* **Page extract**
┌────────
Keep in mind that Searle's "Chinese Room Argument" is a refutation of the computational theory of mind and not a refutation of the possibility of machine learning or non-biological consciousness (as it is often mis-read that way). Nor is Searle's theory positing that the computer is not a useful metaphor for consciousness or tool for examining consciousness - both, however, have their limits. What Searle is doing with the Chinese Room argument is showing the limits of syntactical manipulation to achieve semantic content. His aim in doing so is to explain and one day demonstrate how to get from "the physics" to "the semantics."
If a computer is fed with bunch of data that it actually learns or correctly answers untaught problem, is it not being intelligent?
Doesn't your question presume the consequent? If a computer actually learns, i.e. demonstrates intelligence, then yes, the computer demonstrates intelligence but you are presuming that the computer actually learns.
Clarification is needed as to what it would mean for a computer to actually learn in something other than a jejune sense of actual learning. I.e. you could say that the computer has "actually learned arithmetic" after I enter numbers into the computer and it returns their sum, however, after entering into the computer data for the values of two and three as well as programming the means by which to concatenate numerical values, when I then instruct the computer to return their sum (i.e. ask it "what is two plus three?") and the number 5 is printed to the screen - this is not evidence that the computer has learned anything at all. Note here that the computer does not know how to answer "what is two plus three?" it merely operates upon the symbols for 2, 3, and + such that 5 is returned.

In the case of what computers (i.e. Turing machines) are actually doing, they are only literally learning in the sense that "literal" is used to mean "metaphorical" or "figurative" and not actual. To the point tho, what is meant here by your question: "is [the computer] not being intelligent?" - "intelligent" according to whom? "Learn" according to whom?
While the field of machine learning has made impressive advances with what can be called learning (see the work of Jürgen Schmidhuber), this kind of machine learning is distinct from the first-person subjective ontology of biological learning - whether human or some other animal.
For example, in computation what are called "neuronal networks" are an analog of how we can usefully model what is happening in the brain (and presumably causing consciousness). A metaphor, however, is all it is. We simply do not know enough about the physical processes in the brain and the body which cause consciousness to simulate anything other than artificial intelligence - "weak AI" in Searle's parlance (something he is not arguing against)
Lastly, to address your question so that you may formulate one which has heuristic and not merely interpretive value, consider as well in which sense do you mean "intelligent"? Or "Artificially intelligent"?
└────────
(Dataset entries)
┌────────
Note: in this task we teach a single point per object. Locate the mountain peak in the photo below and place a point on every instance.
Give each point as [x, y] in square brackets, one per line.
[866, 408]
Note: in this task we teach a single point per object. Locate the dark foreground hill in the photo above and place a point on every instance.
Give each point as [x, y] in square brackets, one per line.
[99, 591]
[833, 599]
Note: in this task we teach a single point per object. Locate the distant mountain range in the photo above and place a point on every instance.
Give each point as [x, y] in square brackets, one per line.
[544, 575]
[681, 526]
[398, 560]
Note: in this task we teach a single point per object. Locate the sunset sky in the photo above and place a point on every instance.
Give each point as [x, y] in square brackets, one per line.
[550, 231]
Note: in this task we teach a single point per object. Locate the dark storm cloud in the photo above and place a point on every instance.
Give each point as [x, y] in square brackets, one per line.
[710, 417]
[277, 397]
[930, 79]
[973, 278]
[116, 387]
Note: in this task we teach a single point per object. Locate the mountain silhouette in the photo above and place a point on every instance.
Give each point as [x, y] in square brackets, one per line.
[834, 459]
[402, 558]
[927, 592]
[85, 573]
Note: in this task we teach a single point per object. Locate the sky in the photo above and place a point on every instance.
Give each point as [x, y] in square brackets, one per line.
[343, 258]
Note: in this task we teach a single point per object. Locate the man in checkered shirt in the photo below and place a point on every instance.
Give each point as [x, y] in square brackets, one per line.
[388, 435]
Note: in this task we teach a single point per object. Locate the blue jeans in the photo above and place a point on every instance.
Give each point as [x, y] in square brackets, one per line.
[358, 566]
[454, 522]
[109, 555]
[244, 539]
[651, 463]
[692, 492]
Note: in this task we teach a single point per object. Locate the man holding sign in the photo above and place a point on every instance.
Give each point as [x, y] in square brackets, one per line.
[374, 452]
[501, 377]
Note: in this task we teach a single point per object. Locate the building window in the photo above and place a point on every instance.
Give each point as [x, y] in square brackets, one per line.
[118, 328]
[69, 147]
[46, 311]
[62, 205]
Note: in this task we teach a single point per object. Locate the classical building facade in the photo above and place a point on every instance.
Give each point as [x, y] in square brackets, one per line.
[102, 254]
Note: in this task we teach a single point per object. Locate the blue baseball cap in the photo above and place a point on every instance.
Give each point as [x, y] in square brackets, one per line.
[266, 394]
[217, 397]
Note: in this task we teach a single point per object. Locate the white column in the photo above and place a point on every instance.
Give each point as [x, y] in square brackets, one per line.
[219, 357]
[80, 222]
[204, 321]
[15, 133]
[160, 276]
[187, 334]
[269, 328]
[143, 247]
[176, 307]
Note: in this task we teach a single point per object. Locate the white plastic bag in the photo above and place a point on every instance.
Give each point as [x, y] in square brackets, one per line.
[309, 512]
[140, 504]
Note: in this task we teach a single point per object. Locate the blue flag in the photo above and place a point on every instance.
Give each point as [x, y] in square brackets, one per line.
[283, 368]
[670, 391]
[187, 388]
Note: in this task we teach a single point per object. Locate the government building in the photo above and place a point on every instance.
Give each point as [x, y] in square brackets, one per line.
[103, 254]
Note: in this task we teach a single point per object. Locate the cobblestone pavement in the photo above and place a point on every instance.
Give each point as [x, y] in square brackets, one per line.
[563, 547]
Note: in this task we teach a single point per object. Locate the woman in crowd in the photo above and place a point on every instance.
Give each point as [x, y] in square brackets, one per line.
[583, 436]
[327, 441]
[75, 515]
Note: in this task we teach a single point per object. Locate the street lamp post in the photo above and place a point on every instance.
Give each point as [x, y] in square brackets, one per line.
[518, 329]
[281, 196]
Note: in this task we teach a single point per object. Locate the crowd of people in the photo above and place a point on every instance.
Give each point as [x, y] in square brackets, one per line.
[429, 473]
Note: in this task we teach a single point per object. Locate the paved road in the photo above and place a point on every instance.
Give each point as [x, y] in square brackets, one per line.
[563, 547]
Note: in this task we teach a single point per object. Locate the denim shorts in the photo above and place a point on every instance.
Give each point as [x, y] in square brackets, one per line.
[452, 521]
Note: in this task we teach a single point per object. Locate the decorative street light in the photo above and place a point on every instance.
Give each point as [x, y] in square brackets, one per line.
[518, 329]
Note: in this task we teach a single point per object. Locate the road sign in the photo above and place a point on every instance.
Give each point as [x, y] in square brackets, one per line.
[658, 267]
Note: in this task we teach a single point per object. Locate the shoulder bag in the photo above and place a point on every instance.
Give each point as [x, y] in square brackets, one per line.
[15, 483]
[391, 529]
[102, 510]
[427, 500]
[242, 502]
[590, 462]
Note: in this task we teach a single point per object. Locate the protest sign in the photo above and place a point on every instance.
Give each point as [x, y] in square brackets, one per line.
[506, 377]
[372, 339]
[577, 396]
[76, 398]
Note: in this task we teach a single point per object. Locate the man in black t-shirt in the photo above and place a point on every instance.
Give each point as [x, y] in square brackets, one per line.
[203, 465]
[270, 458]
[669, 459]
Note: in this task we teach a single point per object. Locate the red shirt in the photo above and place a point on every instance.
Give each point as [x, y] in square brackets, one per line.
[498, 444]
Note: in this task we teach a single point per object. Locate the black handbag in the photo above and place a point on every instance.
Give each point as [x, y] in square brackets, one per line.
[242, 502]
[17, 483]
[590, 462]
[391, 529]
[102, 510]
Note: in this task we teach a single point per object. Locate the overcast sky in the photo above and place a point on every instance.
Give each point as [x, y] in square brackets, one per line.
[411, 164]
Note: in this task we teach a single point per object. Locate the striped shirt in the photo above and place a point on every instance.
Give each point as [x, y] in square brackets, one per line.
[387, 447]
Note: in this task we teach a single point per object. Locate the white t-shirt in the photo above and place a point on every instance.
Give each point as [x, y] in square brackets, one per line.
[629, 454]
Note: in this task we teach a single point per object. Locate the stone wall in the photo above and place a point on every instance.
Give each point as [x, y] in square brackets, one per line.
└────────
* **What you need to do**
Reproduce the passage on Searle's Chinese Room argument from "Keep in mind" to "it not being intelligent?", updating it so that "rebuttal" takes the place of "refutation".

* **Response to this task**
Keep in mind that Searle's "Chinese Room Argument" is a rebuttal of the computational theory of mind and not a rebuttal of the possibility of machine learning or non-biological consciousness (as it is often mis-read that way). Nor is Searle's theory positing that the computer is not a useful metaphor for consciousness or tool for examining consciousness - both, however, have their limits. What Searle is doing with the Chinese Room argument is showing the limits of syntactical manipulation to achieve semantic content. His aim in doing so is to explain and one day demonstrate how to get from "the physics" to "the semantics."
If a computer is fed with bunch of data that it actually learns or correctly answers untaught problem, is it not being intelligent?